RECORDS FOR THE EXERCISE ▸
════

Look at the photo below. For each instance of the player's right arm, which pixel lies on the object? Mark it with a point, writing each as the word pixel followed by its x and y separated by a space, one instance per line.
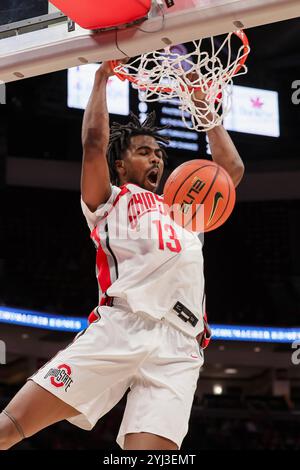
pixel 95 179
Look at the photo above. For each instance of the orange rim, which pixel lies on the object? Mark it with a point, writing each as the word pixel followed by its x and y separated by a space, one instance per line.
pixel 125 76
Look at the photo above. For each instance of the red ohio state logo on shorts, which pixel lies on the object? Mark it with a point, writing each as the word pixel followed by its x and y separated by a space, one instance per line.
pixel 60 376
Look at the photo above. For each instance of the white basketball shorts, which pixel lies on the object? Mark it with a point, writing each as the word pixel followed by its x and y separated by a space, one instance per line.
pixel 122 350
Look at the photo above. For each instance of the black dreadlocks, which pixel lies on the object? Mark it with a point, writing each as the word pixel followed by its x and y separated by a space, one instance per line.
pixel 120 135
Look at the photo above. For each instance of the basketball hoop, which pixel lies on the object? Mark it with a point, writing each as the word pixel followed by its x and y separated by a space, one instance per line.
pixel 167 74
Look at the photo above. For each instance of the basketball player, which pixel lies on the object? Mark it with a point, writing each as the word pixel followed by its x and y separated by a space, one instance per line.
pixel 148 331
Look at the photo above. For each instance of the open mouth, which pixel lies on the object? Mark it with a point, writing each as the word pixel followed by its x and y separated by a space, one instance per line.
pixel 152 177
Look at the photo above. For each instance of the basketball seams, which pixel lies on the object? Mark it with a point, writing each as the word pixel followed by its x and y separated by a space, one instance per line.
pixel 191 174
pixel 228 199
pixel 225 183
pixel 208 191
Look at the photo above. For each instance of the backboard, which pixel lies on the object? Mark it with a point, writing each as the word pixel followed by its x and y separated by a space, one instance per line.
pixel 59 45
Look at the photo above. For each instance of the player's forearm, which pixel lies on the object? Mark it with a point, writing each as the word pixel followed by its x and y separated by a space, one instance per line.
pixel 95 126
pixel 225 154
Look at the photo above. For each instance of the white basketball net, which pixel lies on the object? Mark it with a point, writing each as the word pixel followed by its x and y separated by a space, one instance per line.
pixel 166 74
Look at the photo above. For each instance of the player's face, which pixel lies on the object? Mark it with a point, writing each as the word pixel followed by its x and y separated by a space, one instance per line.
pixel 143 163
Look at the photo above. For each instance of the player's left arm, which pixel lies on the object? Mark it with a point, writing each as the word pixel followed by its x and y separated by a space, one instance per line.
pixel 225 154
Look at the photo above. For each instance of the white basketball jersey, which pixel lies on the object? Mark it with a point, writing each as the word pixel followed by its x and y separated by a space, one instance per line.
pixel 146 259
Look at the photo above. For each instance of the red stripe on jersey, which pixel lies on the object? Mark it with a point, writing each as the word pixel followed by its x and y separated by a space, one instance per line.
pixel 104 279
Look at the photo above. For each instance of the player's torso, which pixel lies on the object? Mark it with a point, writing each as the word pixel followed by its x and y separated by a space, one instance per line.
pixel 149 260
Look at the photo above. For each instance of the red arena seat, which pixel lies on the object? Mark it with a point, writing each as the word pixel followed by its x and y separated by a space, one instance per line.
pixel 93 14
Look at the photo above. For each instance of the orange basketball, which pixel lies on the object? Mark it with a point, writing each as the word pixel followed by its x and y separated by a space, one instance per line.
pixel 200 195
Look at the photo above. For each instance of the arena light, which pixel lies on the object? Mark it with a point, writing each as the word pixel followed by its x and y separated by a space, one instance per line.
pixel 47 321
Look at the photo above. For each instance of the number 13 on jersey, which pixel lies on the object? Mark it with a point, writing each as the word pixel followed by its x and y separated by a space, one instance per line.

════

EXERCISE ▸ Please recast all the lines above as a JSON list of strings, one string per line, with blank lines and the pictures left out.

EXPECTED OUTPUT ▸
[
  "Look at the photo below. For each instance of the player's right arm, which pixel lies on the object? Mark it with a point, writing each as the word pixel followed by its x and y separated by a space, one instance per line.",
  "pixel 95 179",
  "Look at the photo above. For each instance of the orange rim, which pixel lies on the object? Mark it with a point, writing each as the word pixel followed by its x and y separated by a space, one instance per line.",
  "pixel 125 76",
  "Look at the photo above. For each instance of the red ohio state logo on shorts, which pixel lies on the object? Mark it with a point, writing each as the word pixel followed by its x and y separated by a space, one instance per line.",
  "pixel 60 376",
  "Look at the photo above. For each instance of the white basketball shorts, which pixel lies on the object? Mark it with a point, writing each as the word pixel followed by its x and y separated by a space, one instance per line.",
  "pixel 122 350",
  "Look at the photo above. For each instance of the black dreadlocks, which pixel lies on the object? Mark it with a point, writing each as the word pixel followed by its x and y separated by a space, one instance per line.",
  "pixel 120 135",
  "Look at the photo above. For each instance of the basketball hoop, which pixel lies on the object? Mark it with a point, writing each as the word pixel followed by its x and y separated by a space, one instance per line.",
  "pixel 167 74",
  "Look at the photo above. For each instance of the basketball player, which pixel lies on the object? Mark it with a point, writing each as the word pixel followed by its x and y separated by a space, one instance per line.",
  "pixel 148 331",
  "Look at the photo above. For each instance of the open mouth, which pixel lies on the object? Mark it with a point, writing each as the word pixel followed by its x and y separated by a space, one instance per line.",
  "pixel 152 177",
  "Look at the photo above. For each instance of the basketball seams, which pixel lies on the object? Mark it with a point, writing each as the word pixel followed by its x and y separated by a space, one instance per line.",
  "pixel 191 174",
  "pixel 228 199",
  "pixel 225 183",
  "pixel 208 191",
  "Look at the photo above. For each instance of the backboard, which pixel lies on the object? Mark it with a point, writing each as the word pixel followed by its x and y separated by a space, one instance per line.",
  "pixel 59 45",
  "Look at the photo above. For each instance of the player's forearm, which pixel lies on the object? Mark it with a point, writing each as the word pixel followed by its x and y separated by a space, one instance per line.",
  "pixel 95 126",
  "pixel 225 154",
  "Look at the photo above. For each instance of the white basketball net, which pixel lies on the object? Mark it with a point, writing each as the word pixel followed by its x and y separated by a space, one instance per line.",
  "pixel 166 74",
  "Look at the photo above. For each instance of the player's face, which pixel lies on the object? Mark it with a point, writing each as the word pixel followed by its x and y separated by a space, one instance per line.",
  "pixel 143 163",
  "Look at the photo above. For each instance of the player's left arm, which pixel lies on the object? Mark it with a point, writing each as the word pixel followed by its x and y separated by a space, one instance per line.",
  "pixel 225 154",
  "Look at the photo above. For each instance of the white basketball jersey, which pixel lies on the object? Mark it with a point, writing each as the word pixel followed by its x and y separated by a space, one instance per line.",
  "pixel 146 259",
  "Look at the photo above. For each instance of the red stripe on jersey, which pixel lies on the object? Mark it with a point, writing each as the word pixel followed by its x and y separated by a space, one instance per line.",
  "pixel 104 279",
  "Look at the photo above. For each instance of the player's torso, which pixel lies on the object? Mark it with a point, writing each as the word pixel followed by its x and y separated by a space, one instance per line.",
  "pixel 149 260",
  "Look at the photo above. For each instance of the red arena seat, which pixel lies on the object? Mark it with a point, writing each as the word pixel followed by its x and y separated by a space, one instance per line.",
  "pixel 93 14",
  "Look at the photo above. For each instance of the orange basketball, which pixel lies on the object? Mark it with a point, writing each as the word pixel followed by its x and y separated by a space, one instance per line.",
  "pixel 200 195",
  "Look at the photo above. For each instance of the arena light, which pixel lies on the object? Mark it with a point, writing each as the word pixel followed by its x and y separated by a space, one instance per line.",
  "pixel 47 321",
  "Look at the photo above. For each instance of the number 13 on jersey, which pixel lies on the object? Mark it with a point, writing each as the word pixel followed by its x and y separated by a space, one instance per line."
]